Dataset entries:
● ● ● ●

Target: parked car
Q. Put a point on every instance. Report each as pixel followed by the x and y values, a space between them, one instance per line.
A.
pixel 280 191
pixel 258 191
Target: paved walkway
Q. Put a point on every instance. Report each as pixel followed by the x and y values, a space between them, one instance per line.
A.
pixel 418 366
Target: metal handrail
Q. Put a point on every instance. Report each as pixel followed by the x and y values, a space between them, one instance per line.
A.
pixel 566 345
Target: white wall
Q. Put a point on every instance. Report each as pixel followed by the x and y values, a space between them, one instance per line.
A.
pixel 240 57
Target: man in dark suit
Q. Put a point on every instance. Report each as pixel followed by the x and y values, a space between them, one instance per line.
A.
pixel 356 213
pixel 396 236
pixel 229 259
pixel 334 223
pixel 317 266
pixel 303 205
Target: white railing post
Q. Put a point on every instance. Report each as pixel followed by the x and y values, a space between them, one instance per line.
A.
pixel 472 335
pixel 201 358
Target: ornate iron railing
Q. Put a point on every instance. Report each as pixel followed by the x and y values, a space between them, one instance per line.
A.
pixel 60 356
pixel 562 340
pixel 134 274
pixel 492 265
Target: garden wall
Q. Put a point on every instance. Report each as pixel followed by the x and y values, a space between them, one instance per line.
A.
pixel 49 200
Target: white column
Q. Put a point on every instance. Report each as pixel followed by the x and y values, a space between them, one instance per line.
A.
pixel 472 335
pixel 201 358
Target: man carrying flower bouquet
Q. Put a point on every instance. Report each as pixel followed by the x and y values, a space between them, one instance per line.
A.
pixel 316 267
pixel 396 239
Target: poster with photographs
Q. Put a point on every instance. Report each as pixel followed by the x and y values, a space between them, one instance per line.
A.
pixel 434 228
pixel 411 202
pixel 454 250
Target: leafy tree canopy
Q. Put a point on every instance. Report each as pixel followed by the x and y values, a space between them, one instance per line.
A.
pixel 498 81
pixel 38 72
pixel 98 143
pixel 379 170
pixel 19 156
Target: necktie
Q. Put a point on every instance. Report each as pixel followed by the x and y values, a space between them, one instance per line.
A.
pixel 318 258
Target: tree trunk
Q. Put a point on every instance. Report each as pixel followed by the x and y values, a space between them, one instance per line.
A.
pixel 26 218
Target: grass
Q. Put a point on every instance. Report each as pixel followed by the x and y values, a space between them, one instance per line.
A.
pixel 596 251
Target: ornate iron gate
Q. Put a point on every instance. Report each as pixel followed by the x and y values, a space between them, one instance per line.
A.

● ● ● ●

> What you need to do:
Restate word for word the lines above, beginning at the first one and ending at the line that carries "Target: ornate iron railing".

> Answer below:
Target: parked car
Q. Put a point on every instance. Report each as pixel followed by the x and y values, a space between them, one instance per line.
A.
pixel 280 191
pixel 258 191
Target: paved walkway
Q. Put a point on every instance. Report each as pixel followed by the x and y values, a space between them, one instance per line.
A.
pixel 418 366
Target: metal handrail
Q. Put a point on every instance. Report each as pixel followed by the x and y values, a space between them, one instance per line.
A.
pixel 566 345
Target: white wall
Q. Put a point on every instance. Report each as pixel followed by the x and y values, a space between them, one instance per line.
A.
pixel 240 57
Target: man in dark suit
Q. Put a point on every instance. Report each as pixel followed by the x and y values, a space between them, one instance per line.
A.
pixel 356 213
pixel 396 236
pixel 229 259
pixel 334 223
pixel 317 266
pixel 303 205
Target: white railing post
Q. Put a point on every instance. Report each as pixel followed by the x and y values, a space between them, one instance per line.
A.
pixel 472 335
pixel 201 358
Target: ornate iron railing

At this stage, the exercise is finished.